* **Gösterilen metin**:
☆ ☆ ☆

Suriye: Halepli doktor, emperyalist propagandayı ve medyanın savaş çığırtkanlığını yıkıyor

Suriye: Halepli doktor, emperyalist propagandayı ve medyanın savaş çığırtkanlığını yıkıyor
Aşağıda, Halep’in Suriye hükümetinin kontrolündeki batı kısımlarında görev yapan bir doktor olan Dr. Nebil Antaki’nin Be Curious TV’ye verdiği bir röportajın çözümlemesi sunulmaktadır. Bu röportajda Dr. Antaki, yakın zamanda yaptığı Fransa seyahatinden hareketle, Batı medyasının Suriye’deki olayların haberini yaparken yanlış yönlendirici ve gerçekleri bilmeyi engelleyici olduğu gözleminde bulunuyor.

☆ ☆ ☆

* **Verilen malzeme**:
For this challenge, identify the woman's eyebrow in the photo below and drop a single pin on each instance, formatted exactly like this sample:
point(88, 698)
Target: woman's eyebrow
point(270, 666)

☆ ☆ ☆

* **Alıştırma görevi**:
Halepli doktor hakkındaki metne göre lütfen şu soruları cevaplayın:
1. Röportaj hangi kanala verilmiş?
2. Dr. Nebil Antaki Halep'in hangi kısımlarında görev yapıyor?
3. Dr. Antaki gözlemlerini hangi ülkeye yaptığı seyahatten hareketle dile getiriyor?
Bu malzeme metinden ayrı, bağımsız bir içeriktir.

* **Sorunun cevabı**:
1. Be Curious TV
2. Suriye hükümetinin kontrolündeki batı kısımlarında
3. Fransa